━━ Dataset records

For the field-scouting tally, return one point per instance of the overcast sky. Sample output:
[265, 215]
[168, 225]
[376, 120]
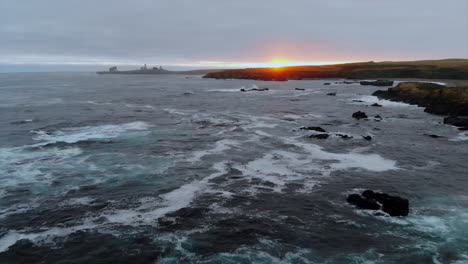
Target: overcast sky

━━━━

# Description of the task
Write out the whole listing above line for line, without the picture.

# Answer for this exercise
For the field-scouting tally, return one point per instance of the overcast sky. Sample output:
[265, 215]
[168, 225]
[376, 120]
Target: overcast sky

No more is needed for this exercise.